> _Extract to read_
Monday, May 31, 2010

Lycanthropy or werewolf? There wolf!

I was reading the thoughts on weretypes as characters in T&T at the Lone Delver and this caused my to think about it for my self.

I have had one player opt to play a werebear in a long ago campaign and have played a werewolf myself. These characters were both simple shapechangers and so did not require much thought about rules. I have also used traditional weres as villains.

In thinking about were-types one thing to decide early on is what do they change into. It could be a normal animal, a man with animal features (like the Wolfman), or a giant man-animal hybrid. In White Wolf's World of Darkness werewolves pass through no fewer than 5 stages beween amn and giant wolf.

Having decided that, give some thought to vulnerabilities. Are they hurt by normal weapons? Silver, magic, wolvesbane? Does it depend what form they are in?

Do they retain memory and conciousness when they switch forms? In some versions the two forms do not share any memories or knowledge.

How is the change effected? Is it a curse, a disease, as spell, or a Kindred type ability? In some versions of folklore the change is effected by litterally changing skins.

Are these "rules" the same for all were-types? Are there other types of shape-changer in the world?

One of my were-wolf villains was ripped straight from Stephen King's "Cycle of the Werewolf". Luckilly my players had not read it. He was a deranged priest who changed when the moon was full. He shifted into a giant man-wolf hybrid. He could only be hurt by silver or magic when in werewolf form. His index finger was the same length as his middle finger, hair grew on his palms and his eyebrows met in the middle. In his home was a complete abscence of anything made of silver. (I gave lots of clues).

I have also had fun with Selkies who shed their seal skins to walk on land as humans. Anyone finding them could put the skins on and dive in to the ocean as a seal.

Wednesday, May 19, 2010

Making Dragons Fly

Of all the iconic creatures of High Fantasy the Dragon is probably the least likely.

A fearsome flying, fire-breathing, often speaking, some times spell casting, giant lizard with near unpiercable hide and a seemingly insatiable appetite for princesses.

Such a creature is so unlikely that it has become my standard response to players who insist on questioning the "realism" of a fantasy world. "You have no trouble with flying, fire-breathing dragons but you have a problem with X?"

> _Work required_
Pick up the blog text on werewolves and dragons right after its last sentence and keep it going. You won't need the data that comes next.

> _Supplied entries_
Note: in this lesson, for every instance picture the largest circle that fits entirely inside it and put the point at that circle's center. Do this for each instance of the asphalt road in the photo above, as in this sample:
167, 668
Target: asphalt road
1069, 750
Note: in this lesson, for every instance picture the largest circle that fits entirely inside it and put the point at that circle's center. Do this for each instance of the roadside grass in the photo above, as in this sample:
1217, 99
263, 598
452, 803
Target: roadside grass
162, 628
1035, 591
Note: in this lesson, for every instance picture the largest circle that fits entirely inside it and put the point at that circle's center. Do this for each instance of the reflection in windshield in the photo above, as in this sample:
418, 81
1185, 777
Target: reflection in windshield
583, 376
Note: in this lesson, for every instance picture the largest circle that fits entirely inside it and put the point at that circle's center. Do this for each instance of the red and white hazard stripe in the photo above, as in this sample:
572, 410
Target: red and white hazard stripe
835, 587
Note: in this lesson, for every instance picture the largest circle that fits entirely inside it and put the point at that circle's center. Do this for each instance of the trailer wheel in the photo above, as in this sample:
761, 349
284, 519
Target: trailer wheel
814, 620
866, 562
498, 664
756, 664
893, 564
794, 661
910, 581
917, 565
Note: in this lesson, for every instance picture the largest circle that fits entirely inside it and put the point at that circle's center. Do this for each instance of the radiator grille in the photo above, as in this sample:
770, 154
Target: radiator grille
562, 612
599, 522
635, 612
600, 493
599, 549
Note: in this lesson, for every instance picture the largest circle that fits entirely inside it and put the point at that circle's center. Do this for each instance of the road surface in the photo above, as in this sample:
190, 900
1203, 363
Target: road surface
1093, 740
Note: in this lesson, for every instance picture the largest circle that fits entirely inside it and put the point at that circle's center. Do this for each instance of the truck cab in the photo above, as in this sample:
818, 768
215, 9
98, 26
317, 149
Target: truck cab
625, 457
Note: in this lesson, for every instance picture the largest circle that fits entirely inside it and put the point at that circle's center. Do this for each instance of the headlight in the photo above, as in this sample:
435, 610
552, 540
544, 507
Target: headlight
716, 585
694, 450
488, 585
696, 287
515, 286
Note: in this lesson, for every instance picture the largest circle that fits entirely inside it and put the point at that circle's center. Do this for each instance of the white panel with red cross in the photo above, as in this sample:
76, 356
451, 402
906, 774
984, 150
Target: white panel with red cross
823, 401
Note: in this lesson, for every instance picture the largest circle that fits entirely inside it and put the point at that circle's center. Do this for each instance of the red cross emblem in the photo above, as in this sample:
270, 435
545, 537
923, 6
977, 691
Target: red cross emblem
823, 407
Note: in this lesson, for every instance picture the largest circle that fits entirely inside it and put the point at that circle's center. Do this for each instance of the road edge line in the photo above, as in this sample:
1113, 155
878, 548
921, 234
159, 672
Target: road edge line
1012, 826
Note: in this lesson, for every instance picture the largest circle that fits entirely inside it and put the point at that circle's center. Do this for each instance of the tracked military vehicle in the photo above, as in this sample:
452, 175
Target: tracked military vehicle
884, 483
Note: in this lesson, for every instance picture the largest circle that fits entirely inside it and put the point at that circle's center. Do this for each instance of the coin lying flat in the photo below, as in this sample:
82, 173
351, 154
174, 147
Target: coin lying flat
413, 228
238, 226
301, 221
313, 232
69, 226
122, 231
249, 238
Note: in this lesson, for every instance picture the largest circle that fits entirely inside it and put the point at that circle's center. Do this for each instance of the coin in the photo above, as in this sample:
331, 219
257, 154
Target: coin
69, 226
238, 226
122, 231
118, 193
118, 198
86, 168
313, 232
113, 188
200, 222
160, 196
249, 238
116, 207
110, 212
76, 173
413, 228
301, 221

> _Result of this task_
What's wrong with dragons? Well let's start with what's right. Size, we know from dinosaurs etc that reptiles can grow to enormous size. Sleeping for years after eating, again reptiles eat infrequently and many species undergo periods of prolonged hybernation. Intelligence, well...if you have a brain as large as a dragon's, why not? Armoured hide, the Romans made armour of crocodile hide, and scales and bony plates can be quite an effective defense. Fangs and claws, just look at nature red in tooth and claw. Even the bed of gold has its parallels in jackdaws and packrats stashing away interesting and shiny trinkets. And spell casting is no problem, after all this is Fantasy and magic is de riguer.

So what about the rest?

First, flight. How do dragon's fly? Most illustrations of drgons have wings that are too small for flight, and some have wings of almost impossible anatomy. Then there is the weight of the creature. Dragons are going to be very heavy... If we give them hollow bones and internal airsacs like birds to reduce weight they can fly (maybe) but become extremely fragile. Look at the Pterosaurs that grew to enormous size, they were spindly creatures.

Second, firey breath. How on earth do you make this one work? Do dragons have respiratory tracts lined with asbestos? Terminal GERD? The most sensible explanation I have seen is highly inflamable venom that the dragon spits or sprays. Belching hydrogen gas or similar might also work. Belching hydrogen would also help with flight as those airsacs I mentioned above could be filled with it.

I do however have an answer to all the issues with dragons. It is admitedly a bit of a cop out, but... MAGIC. Dragons fly because they are magic. Same reason they breathe fire, elves have pointed ears, wizards cast spells, orcs are ugly, etc. Magic. Also known as the Walter Cronkite rationale "And that's the way it is."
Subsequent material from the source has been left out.